Activity – Reproduce every entry exactly.

Data supplied –
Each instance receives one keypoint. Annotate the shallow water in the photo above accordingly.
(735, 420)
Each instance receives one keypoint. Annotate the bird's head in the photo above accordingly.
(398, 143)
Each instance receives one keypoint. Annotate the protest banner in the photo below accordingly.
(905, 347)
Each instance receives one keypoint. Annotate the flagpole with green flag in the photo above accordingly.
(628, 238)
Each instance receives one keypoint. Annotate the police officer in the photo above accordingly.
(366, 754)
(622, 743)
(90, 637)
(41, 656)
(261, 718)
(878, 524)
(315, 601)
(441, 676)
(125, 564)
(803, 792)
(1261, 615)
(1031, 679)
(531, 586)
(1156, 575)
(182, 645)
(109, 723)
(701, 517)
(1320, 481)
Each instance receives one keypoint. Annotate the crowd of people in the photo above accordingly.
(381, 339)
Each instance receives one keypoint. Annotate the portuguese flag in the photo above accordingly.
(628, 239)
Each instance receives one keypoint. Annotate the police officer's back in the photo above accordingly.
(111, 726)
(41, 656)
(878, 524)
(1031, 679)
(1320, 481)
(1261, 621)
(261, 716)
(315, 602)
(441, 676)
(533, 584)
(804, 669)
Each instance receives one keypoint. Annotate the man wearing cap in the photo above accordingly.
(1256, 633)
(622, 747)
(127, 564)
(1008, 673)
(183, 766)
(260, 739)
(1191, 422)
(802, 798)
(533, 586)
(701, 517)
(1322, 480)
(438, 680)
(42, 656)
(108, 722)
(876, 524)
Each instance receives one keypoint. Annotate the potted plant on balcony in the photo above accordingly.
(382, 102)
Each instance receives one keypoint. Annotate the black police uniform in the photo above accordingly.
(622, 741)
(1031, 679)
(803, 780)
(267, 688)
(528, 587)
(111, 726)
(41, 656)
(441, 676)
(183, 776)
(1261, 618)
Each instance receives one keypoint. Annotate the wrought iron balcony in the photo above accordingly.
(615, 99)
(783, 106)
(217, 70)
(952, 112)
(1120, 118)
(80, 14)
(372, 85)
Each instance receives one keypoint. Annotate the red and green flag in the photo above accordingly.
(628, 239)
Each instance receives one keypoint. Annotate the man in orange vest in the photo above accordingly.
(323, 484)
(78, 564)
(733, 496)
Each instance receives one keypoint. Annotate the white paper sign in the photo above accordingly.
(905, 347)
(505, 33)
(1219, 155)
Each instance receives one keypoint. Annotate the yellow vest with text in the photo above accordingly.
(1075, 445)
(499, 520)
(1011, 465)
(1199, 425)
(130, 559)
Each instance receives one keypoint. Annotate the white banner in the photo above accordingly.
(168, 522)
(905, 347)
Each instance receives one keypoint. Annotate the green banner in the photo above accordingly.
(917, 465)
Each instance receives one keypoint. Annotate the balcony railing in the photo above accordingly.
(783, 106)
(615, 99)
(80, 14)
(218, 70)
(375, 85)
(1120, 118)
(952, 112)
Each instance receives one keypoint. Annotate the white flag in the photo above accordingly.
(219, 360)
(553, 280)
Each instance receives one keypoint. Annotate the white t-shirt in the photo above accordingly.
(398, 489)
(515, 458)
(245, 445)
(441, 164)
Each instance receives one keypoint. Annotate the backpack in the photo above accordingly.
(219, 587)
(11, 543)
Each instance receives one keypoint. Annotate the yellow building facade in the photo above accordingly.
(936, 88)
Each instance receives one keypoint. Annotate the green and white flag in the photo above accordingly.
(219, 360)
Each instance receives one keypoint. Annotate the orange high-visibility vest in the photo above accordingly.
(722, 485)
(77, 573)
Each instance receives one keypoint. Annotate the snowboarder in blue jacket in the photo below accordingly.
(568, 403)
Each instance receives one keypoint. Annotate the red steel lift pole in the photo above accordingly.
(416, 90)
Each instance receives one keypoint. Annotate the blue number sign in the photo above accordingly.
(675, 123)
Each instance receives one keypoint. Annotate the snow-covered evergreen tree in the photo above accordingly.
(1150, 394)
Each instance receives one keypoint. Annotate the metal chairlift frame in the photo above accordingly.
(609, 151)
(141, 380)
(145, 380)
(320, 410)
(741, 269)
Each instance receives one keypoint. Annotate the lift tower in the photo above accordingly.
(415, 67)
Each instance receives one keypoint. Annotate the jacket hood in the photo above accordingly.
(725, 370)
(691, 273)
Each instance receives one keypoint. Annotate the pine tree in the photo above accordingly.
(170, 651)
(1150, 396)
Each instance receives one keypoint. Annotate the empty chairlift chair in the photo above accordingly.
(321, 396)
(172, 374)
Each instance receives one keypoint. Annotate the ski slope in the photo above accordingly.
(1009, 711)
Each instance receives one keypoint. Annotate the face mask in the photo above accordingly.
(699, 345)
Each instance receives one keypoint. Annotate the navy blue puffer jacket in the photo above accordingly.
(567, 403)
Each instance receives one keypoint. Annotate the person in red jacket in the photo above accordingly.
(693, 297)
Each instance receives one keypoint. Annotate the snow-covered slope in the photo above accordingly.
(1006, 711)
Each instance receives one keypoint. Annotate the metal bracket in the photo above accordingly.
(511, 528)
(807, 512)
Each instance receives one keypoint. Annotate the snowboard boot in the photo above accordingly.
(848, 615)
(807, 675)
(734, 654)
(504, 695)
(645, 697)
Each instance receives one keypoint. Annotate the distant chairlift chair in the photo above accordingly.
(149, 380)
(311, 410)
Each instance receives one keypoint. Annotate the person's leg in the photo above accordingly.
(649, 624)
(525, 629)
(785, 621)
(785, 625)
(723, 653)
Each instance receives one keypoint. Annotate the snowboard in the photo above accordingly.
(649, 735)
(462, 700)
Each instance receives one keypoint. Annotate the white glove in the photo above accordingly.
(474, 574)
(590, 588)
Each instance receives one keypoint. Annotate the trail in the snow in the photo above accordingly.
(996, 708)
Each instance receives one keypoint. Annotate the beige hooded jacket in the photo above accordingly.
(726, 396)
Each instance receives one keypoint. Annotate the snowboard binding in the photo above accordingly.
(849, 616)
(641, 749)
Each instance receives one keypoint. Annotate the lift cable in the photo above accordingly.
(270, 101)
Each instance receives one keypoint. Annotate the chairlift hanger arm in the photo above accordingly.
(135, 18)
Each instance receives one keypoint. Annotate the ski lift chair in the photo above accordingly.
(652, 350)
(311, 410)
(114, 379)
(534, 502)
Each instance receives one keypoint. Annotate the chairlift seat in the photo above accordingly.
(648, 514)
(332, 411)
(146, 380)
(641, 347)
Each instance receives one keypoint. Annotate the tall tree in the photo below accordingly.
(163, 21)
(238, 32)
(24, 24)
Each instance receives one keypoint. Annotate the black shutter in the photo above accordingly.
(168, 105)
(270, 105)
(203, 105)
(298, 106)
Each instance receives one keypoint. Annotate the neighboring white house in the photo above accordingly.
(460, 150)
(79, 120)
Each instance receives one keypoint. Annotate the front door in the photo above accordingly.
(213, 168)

Result –
Each instance receives one keypoint. Annotate the shallow water in the photo above accordingly.
(735, 420)
Each instance receives one keypoint. Annotate the bird's head in the photo above accordingly.
(398, 143)
Each instance receives one keypoint. Annotate the protest banner in the photo below accordingly.
(905, 347)
Each instance receives one keypoint. Annotate the flagpole with green flag in the photo above accordingly.
(628, 238)
Each instance receives one keypoint. Annotate the police officer in the photo above accordingly.
(366, 754)
(622, 743)
(90, 637)
(41, 656)
(261, 718)
(878, 524)
(315, 601)
(441, 676)
(125, 564)
(803, 792)
(1261, 615)
(1031, 679)
(531, 586)
(1156, 575)
(182, 645)
(109, 723)
(701, 517)
(1320, 481)
Each instance receives one keypoint. Annotate the crowd of people in the photo above accordingly.
(381, 339)
Each instance receives one keypoint. Annotate the portuguese flag in the photo above accordingly.
(628, 239)
Each instance receives one keypoint. Annotate the police officer's back in the photo above accordingly.
(111, 726)
(41, 656)
(878, 524)
(1031, 679)
(1320, 481)
(1261, 621)
(261, 716)
(315, 602)
(441, 676)
(533, 584)
(804, 669)
Each instance receives one keypoint. Annotate the man wearing cap in the photo above accordingly.
(1256, 633)
(622, 747)
(127, 564)
(1008, 673)
(183, 766)
(260, 739)
(1191, 422)
(802, 798)
(533, 586)
(701, 517)
(1322, 480)
(438, 680)
(42, 656)
(108, 722)
(876, 524)
Each instance receives one keypoint. Annotate the potted plant on balcony in the photo above accordingly.
(382, 102)
Each instance receives one keypoint. Annotate the black police uniform in the photo above accordingly.
(622, 741)
(1031, 679)
(803, 780)
(267, 688)
(528, 587)
(111, 726)
(41, 656)
(441, 676)
(183, 776)
(1261, 618)
Each instance receives one keypoint. Annotate the wrought iron balcony in the photo above accordingly.
(615, 99)
(783, 106)
(217, 70)
(952, 112)
(1120, 118)
(80, 14)
(372, 85)
Each instance receives one keypoint. Annotate the red and green flag in the photo above accordingly.
(628, 239)
Each instance receives one keypoint. Annotate the man in orange vest in the photo above accordingly.
(323, 484)
(78, 564)
(733, 496)
Each instance receives one keypoint. Annotate the white paper sign in the photo above accordingly.
(905, 347)
(505, 33)
(1219, 155)
Each instance receives one keypoint. Annotate the yellow vest with text in the photo above accordingly.
(1075, 445)
(499, 520)
(1011, 465)
(1199, 425)
(130, 559)
Each instance receives one keypoint. Annotate the white banner in the photo above accordingly.
(168, 522)
(905, 347)
Each instance receives one keypoint. Annotate the green banner in the photo above accordingly.
(917, 465)
Each instance receives one keypoint. Annotate the balcony railing in the photo above accordingly.
(783, 106)
(615, 99)
(80, 14)
(218, 70)
(375, 85)
(1120, 118)
(952, 112)
Each instance receives one keypoint. Annotate the white flag in the photo above accordingly.
(219, 360)
(553, 280)
Each instance receives one keypoint. Annotate the white t-shirt in the photo above accordingly.
(398, 489)
(515, 458)
(245, 445)
(441, 164)
Each instance receives one keypoint. Annotate the backpack in the photo above accordingly.
(219, 587)
(11, 543)
Each instance receives one keypoint. Annotate the yellow building facade in the photo above accordingly.
(936, 88)
Each instance receives one keypoint. Annotate the green and white flag in the photo above accordingly.
(219, 360)
Each instance receives one keypoint. Annotate the orange high-visibility vest in the photo above accordingly.
(722, 485)
(77, 573)
Each instance receives one keypoint. Annotate the snowboarder in blue jacket in the photo below accordingly.
(568, 403)
Each instance receives one keypoint. Annotate the red steel lift pole in the photo above accordingly.
(416, 90)
Each instance receives one keypoint. Annotate the blue number sign in the photo above accordingly.
(675, 123)
Each instance receives one keypoint. Annotate the snow-covered evergreen tree in the photo above accordingly.
(1150, 394)
Each instance receives one keypoint. Annotate the metal chairlift frame in the photo above accordingly.
(609, 151)
(141, 380)
(145, 380)
(320, 410)
(741, 269)
Each instance receives one keypoint. Annotate the lift tower in the photo above accordingly.
(415, 67)
Each instance receives one keypoint. Annotate the jacket hood in the photo above accordingly.
(725, 370)
(691, 273)
Each instance receives one keypoint. Annotate the pine tree in the photo above accordingly.
(170, 651)
(1150, 396)
Each instance receives one keypoint. Annotate the empty chairlift chair in the photo above accordingly.
(321, 396)
(172, 374)
Each instance receives one keypoint. Annotate the ski slope in the photo above accordingly.
(1009, 711)
Each instance receives one keypoint. Annotate the face mask in the photo above accordingly.
(699, 345)
Each instance receives one keypoint. Annotate the navy blue puffer jacket in the photo above accordingly.
(567, 403)
Each instance receives one keypoint. Annotate the person in red jacket in the photo above accordingly.
(693, 297)
Each instance receives one keypoint. Annotate the snow-covered slope in the photo above accordingly.
(1006, 711)
Each instance receives one keypoint. Annotate the metal bracket in the photo above accordingly.
(511, 528)
(807, 512)
Each instance receives one keypoint. Annotate the snowboard boot in the photo above accordingly.
(848, 615)
(807, 675)
(734, 654)
(504, 695)
(645, 697)
Each instance receives one keypoint. Annotate the distant chairlift chair in the photo above accordingly.
(149, 380)
(311, 410)
Each instance receives one keypoint. Annotate the person's leg in the photo above accordingly.
(649, 624)
(525, 629)
(785, 621)
(785, 625)
(723, 653)
Each instance receives one keypoint. Annotate the snowboard in the photo above accordingly.
(649, 735)
(462, 700)
Each instance receives one keypoint. Annotate the white glove in the photo above accordingly.
(474, 574)
(590, 588)
Each instance receives one keypoint. Annotate the trail in the snow in the photo above accordingly.
(996, 708)
Each instance receives one keypoint. Annotate the beige hooded jacket in the photo above accordingly.
(726, 396)
Each instance receives one keypoint. Annotate the snowboard binding in the photo above accordingly.
(849, 616)
(641, 749)
Each instance receives one keypoint. Annotate the lift cable in the photo above accordingly.
(270, 101)
Each instance receives one keypoint. Annotate the chairlift hanger arm in the photo above accordingly.
(135, 18)
Each instance receives one keypoint. Annotate the ski lift chair in the photo above accordingly.
(652, 350)
(311, 410)
(114, 379)
(534, 502)
Each instance receives one keypoint. Annotate the chairlift seat in the photo above accordingly.
(648, 514)
(332, 411)
(146, 380)
(641, 347)
Each instance receives one keypoint. Annotate the tall tree in the photo below accordingly.
(163, 21)
(238, 32)
(24, 24)
Each instance receives one keypoint. Annotate the black shutter in the photo above accordingly.
(168, 105)
(270, 105)
(203, 105)
(298, 106)
Each instance receives one keypoint. Annotate the neighboring white house in the photo above accordingly.
(460, 150)
(79, 120)
Each instance receives one keypoint. Annotate the front door in the photo above accordingly.
(213, 168)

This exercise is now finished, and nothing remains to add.